*Saved entries:*
(begin)

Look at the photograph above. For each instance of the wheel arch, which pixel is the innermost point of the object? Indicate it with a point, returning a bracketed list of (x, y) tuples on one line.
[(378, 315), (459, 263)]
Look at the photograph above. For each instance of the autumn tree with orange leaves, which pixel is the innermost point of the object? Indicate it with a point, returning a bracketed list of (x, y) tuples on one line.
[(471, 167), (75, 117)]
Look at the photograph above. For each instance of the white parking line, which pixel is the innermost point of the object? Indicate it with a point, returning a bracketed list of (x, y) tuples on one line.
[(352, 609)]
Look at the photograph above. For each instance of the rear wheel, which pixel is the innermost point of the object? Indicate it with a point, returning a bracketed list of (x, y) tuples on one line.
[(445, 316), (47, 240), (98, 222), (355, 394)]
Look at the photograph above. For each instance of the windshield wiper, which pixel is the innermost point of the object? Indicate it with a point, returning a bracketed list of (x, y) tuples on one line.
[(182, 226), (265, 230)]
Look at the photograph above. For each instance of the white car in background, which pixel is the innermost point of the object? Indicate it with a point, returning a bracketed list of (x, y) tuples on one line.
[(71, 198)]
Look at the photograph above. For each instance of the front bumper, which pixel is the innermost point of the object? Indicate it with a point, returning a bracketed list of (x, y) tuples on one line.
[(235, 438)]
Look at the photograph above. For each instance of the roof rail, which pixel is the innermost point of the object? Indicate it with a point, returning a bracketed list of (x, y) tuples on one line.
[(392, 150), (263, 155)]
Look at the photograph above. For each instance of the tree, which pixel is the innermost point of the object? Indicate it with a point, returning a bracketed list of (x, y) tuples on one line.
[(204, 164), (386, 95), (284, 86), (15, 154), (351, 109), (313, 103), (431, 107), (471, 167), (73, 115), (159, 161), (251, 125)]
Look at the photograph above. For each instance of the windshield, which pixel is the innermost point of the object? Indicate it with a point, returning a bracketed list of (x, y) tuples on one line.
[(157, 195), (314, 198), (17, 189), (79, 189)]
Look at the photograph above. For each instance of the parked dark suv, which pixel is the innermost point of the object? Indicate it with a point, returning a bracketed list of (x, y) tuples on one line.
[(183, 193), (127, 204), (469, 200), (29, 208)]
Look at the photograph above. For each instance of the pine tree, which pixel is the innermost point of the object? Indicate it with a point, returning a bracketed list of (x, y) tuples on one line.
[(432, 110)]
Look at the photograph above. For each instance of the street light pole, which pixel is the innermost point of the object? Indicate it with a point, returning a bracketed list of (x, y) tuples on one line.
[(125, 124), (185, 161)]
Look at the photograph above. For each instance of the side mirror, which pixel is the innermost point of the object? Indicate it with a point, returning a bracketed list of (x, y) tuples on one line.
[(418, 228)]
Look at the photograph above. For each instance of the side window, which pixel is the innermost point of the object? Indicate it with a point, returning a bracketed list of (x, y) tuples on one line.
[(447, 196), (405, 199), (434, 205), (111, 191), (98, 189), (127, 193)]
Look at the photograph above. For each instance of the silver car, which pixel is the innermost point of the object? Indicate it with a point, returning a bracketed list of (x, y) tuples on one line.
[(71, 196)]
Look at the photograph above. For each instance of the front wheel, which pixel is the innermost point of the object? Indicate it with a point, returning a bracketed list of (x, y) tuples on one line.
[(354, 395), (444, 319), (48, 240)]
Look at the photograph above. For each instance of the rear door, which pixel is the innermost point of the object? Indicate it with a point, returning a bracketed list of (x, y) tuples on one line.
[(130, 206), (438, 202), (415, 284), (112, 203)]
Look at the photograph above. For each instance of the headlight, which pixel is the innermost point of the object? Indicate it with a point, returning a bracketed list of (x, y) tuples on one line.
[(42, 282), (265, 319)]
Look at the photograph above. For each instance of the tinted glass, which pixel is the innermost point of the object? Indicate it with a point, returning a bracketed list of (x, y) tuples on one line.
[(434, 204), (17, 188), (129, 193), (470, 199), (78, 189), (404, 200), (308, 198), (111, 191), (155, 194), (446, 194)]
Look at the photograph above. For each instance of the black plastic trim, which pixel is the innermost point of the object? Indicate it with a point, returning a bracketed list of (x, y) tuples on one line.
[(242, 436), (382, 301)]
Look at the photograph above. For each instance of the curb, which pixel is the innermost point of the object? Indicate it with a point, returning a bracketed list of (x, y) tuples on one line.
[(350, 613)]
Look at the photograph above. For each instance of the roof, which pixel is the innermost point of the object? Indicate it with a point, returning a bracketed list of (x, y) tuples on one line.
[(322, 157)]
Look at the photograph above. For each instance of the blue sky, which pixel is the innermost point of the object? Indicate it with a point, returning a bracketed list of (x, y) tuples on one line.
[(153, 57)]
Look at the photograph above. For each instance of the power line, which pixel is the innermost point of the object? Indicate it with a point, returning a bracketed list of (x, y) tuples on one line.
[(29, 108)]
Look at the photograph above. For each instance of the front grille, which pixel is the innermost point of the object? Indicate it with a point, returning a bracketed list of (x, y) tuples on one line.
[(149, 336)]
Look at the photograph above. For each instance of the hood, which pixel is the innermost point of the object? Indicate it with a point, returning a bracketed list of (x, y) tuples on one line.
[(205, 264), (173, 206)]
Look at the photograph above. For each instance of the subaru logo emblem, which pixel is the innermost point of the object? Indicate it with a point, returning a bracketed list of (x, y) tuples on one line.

(end)

*What you have to do:*
Copy out every line of the listing above word for word, from the first line to the last.

*Solution to this task:*
Look at the photograph above. For each instance of the wheel arch, which pixel is the innermost point of the object? Indicate it with a point, returning a bracketed list of (x, y) tuples on one line.
[(378, 315), (459, 263)]
Look at the photograph above. For each instance of the autumn tree with orange leaves, which pixel is the innermost point of the object? Indicate it with a point, returning a bracketed list of (x, y) tuples on one line.
[(471, 167), (75, 117)]
Look at the photograph above. For each instance of the white parking line, which pixel is the innermost point of the object? Indicate it with a point, returning a bracketed list of (x, y) tuples on one line.
[(352, 609)]
Look at the photograph above. For each instance of the rear wheel, which pixel is the innermost point of the object? Indicate it with a point, returning a bracketed list of (x, y) tuples on one line.
[(445, 316), (47, 240), (98, 222), (355, 394)]
Look at the photograph above. For each instance of the windshield wiper, which pixel is the innermost point of the object? Indicate it with a point, returning a bracketed list of (x, y) tuples on one line.
[(182, 226), (265, 230)]
Look at the photograph above. For each instance of the white car in background, which pixel is the innermost point of the object? Indicate it with a point, returning a bracketed list of (x, y) tuples on one line.
[(71, 198)]
Look at the photograph above. For each instance of the front bumper, which pixel is the innermost point of the object? Indicate it with a point, returning a bracketed list of (x, y) tuples on one line.
[(235, 438)]
Look at the photograph above. For each instance of the roof rail, which pixel is the innermost point of the object? Indicate it with a point, returning a bracketed list of (x, y) tuples on one line.
[(392, 150), (263, 155)]
Look at the photograph above. For each instance of the tree, which pixel is the innermost point of the object? Indicate it with a point, returning a bracketed list of (x, y) tuples on one line.
[(204, 164), (386, 95), (284, 86), (15, 154), (351, 109), (313, 103), (431, 107), (471, 167), (73, 115), (159, 161), (251, 125)]
Look at the photograph above. For each instance of the windshield, which pixel is the innermost point of the object? Indicate it with a point, returning a bracketed list of (x, y) tuples on one line.
[(157, 195), (314, 198), (17, 189), (79, 189)]
Look at the photograph above. For each instance of the parked dark suv, which pixel is the innermost point of the object? Indicate it with a point, returning a bracketed list of (x, y) tuples on one line.
[(183, 193), (127, 204), (469, 200), (29, 208)]
Look at the photograph above. For each instance of the pine tree, which pixel is the innermost point of the object? Indicate it with a point, returning a bracketed list of (x, y) tuples on one line.
[(432, 110)]
Look at the photograph above. For each instance of the street light pole, which pixel is the innermost point of the object? Indicate it with a point, returning a bracketed list of (x, y) tuples on one line.
[(125, 124), (185, 161)]
Look at the photograph above. For each instance of the side mirror, which pixel is the innermost point of the object? Indicate it with a point, returning a bracketed list of (x, y) tuples on one line.
[(418, 228)]
Look at the photograph above. For each instance of the side window, which pixel is the innermost point of the object? Indicate it with a point, returning a bracketed list of (x, y) tuples on one line.
[(447, 196), (405, 199), (434, 205), (111, 191), (98, 189), (127, 193)]
Look at the photograph above. For each instance of the silver car, which pixel is the innermost point of the object? Indicate it with a point, returning a bracketed list of (x, y) tuples on one line.
[(71, 196)]
Look at the photograph above. For each instance of the front wheel, which pixel is the innermost point of the object? Indicate it with a point, returning a bracketed list of (x, y) tuples on one line.
[(354, 395), (444, 319), (48, 240)]
Look at the photograph above. For each instance of the rear door, which pixel is the innermost point of the object? Indicate it with a point, returning a bracketed list of (x, y) tuples on one line.
[(130, 206), (438, 202), (415, 284), (112, 203)]
Look at the photograph above. For each instance of the headlight, which pixel is the innermost point of the object? Indicate it with a point, returning a bracketed list of (x, y) tuples on one line.
[(42, 282), (265, 319)]
Look at the photograph above. For each instance of the tinted glass, which pixel is the innermost point of the object? Indicate it with a point, returning a bracketed list of (x, y) tuples on one line.
[(434, 204), (17, 188), (129, 193), (470, 199), (78, 189), (404, 200), (308, 198), (111, 191), (155, 194), (446, 194)]
Look at the photograph above. For each instance of the black plastic trim, which pixel is the innermost point of the object? Indicate it with a point, returning a bracketed list of (x, y) tuples on one line.
[(242, 436), (382, 301)]
Look at the photograph above. For each instance of the curb, which pixel is the innermost point of the object? Indicate it with a point, returning a bracketed list of (x, y) tuples on one line.
[(350, 613)]
Look at the photograph above. For each instance of the roof, which pixel is the innermost point of the object? Indicate it with a point, returning a bracketed list of (x, y) tuples on one line.
[(322, 157)]
Look at the photograph above. For each instance of the blue sky, which pixel is the innermost point of the object? Indicate it with a point, returning a bracketed list of (x, y) tuples on one line.
[(153, 57)]
Look at the photograph above. For each instance of the power line, which pixel is the innermost point of the object? Indicate it with a point, returning a bracketed list of (x, y) tuples on one line.
[(29, 108)]
Look at the photograph above. For each instance of the front grille, which pixel is the innermost point of the object? Indicate it with a point, returning a bracketed list of (x, y) tuples on one line.
[(149, 336)]
Look at the photograph above. For each instance of the hood, which pixel is the innermost point of the object? Indicate it with a point, returning a bracketed list of (x, y) tuples on one line.
[(205, 264), (173, 206)]
Look at the photograph above. For each instance of the subaru logo emblem, which pixel is the innermost point of the object? Indicate it with a point, returning a bracketed list of (x, y) tuples on one line.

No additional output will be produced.